### Prompt 1
Could you quote the Joe Medwick profile from "Strapping outfielder Joe" up to and including "World War II."?
### Prompt 2
In the Joe Medwick profile, which player finished tied with Medwick for the National League home run lead in his best season?

### Text passage
▼
Strapping outfielder Joe Medwick starred for the "Gas House Gang" St. Louis Cardinals of the 1930s and the daffy Brooklyn Dodgers of the early 1940s, supplying power to the middle of their lineups. He won the National League's Most Valuable Player Award in 1937 when he captured the triple crown with a .374 average, 31 homers and 154 RBI. He drove in and scored 100 runs in a season six times and posted a .324 career batting average in 17 seasons. He was elected to the Hall of Fame in 1968.

Unform Number

#28 (1932), #7 (1933-1940, 1943), #77 (1940-1941 Dodgers), #6 (1941-1942), #19 (1943), #3 (1944-1945 Giants, 1945 Braves), #5 (1945 Braves), #16 (1946), #21 (1947-1948), #12 (1948)

Replaced By

The younger players who returned from service in World War II.

Best Season

He was named National League Most Valuable Player when he won the triple crown and set career-highs in batting, slugging, homers, RBI, hits, OBP and total bases. On June 5, he hit a home run against the Phillies in a game hounded by rain clouds. Trailing the game, the Phillies successfully employed stall tactics as the rain increased, resulting in the game being halted and eventually cancelled. Since it had not become official, Medwick's homer was not recorded in the official stats. At the end of the season he finished in a tie with Mel Ott for the NL homer lead.
▲
### Stored records
▼
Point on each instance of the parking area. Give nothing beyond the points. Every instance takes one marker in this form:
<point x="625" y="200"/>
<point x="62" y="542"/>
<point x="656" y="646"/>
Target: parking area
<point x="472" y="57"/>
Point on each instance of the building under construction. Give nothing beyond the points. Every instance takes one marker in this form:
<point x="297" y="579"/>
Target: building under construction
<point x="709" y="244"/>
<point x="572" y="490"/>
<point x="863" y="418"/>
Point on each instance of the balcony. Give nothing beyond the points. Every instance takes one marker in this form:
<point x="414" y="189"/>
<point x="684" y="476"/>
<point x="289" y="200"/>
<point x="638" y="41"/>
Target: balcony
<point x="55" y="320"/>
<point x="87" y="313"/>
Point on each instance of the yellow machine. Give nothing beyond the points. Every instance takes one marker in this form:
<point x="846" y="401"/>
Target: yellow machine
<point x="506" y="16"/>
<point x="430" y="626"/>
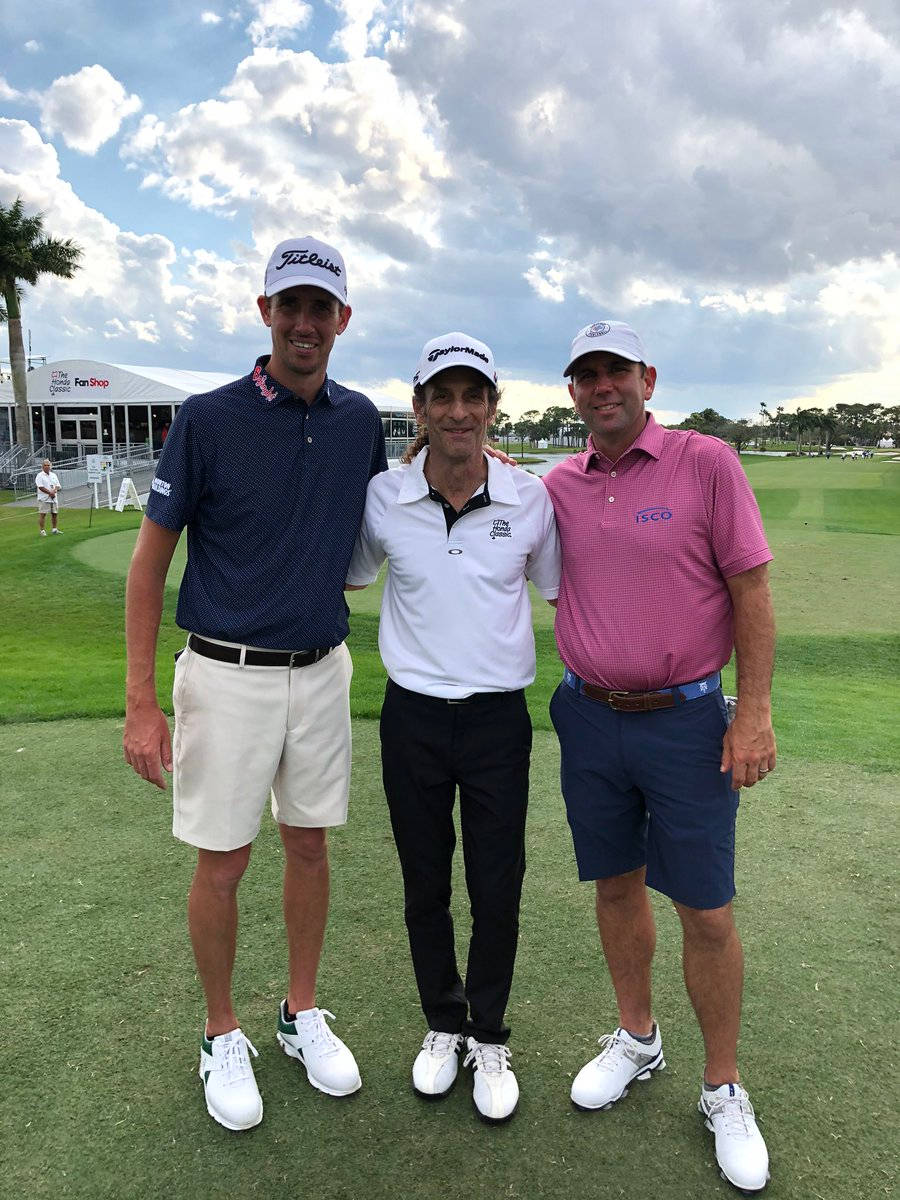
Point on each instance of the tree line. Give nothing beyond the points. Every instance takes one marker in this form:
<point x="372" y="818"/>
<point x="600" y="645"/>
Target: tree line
<point x="27" y="253"/>
<point x="804" y="431"/>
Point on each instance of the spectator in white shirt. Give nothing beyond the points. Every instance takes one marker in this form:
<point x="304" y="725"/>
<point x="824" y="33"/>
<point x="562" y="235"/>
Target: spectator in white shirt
<point x="48" y="489"/>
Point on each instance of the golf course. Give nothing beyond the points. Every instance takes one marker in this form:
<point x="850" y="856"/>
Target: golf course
<point x="105" y="1012"/>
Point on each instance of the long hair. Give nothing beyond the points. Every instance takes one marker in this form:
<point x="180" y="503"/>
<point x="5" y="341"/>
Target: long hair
<point x="421" y="437"/>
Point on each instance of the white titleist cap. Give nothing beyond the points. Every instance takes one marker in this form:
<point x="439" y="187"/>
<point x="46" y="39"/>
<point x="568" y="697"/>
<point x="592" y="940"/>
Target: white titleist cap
<point x="454" y="351"/>
<point x="306" y="262"/>
<point x="613" y="336"/>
▲
### Written solution 1
Strapping outfielder Joe Medwick starred for the "Gas House Gang" St. Louis Cardinals of the 1930s and the daffy Brooklyn Dodgers of the early 1940s, supplying power to the middle of their lineups. He won the National League's Most Valuable Player Award in 1937 when he captured the triple crown with a .374 average, 31 homers and 154 RBI. He drove in and scored 100 runs in a season six times and posted a .324 career batting average in 17 seasons. He was elected to the Hall of Fame in 1968.

Unform Number

#28 (1932), #7 (1933-1940, 1943), #77 (1940-1941 Dodgers), #6 (1941-1942), #19 (1943), #3 (1944-1945 Giants, 1945 Braves), #5 (1945 Braves), #16 (1946), #21 (1947-1948), #12 (1948)

Replaced By

The younger players who returned from service in World War II.

### Written solution 2
Mel Ott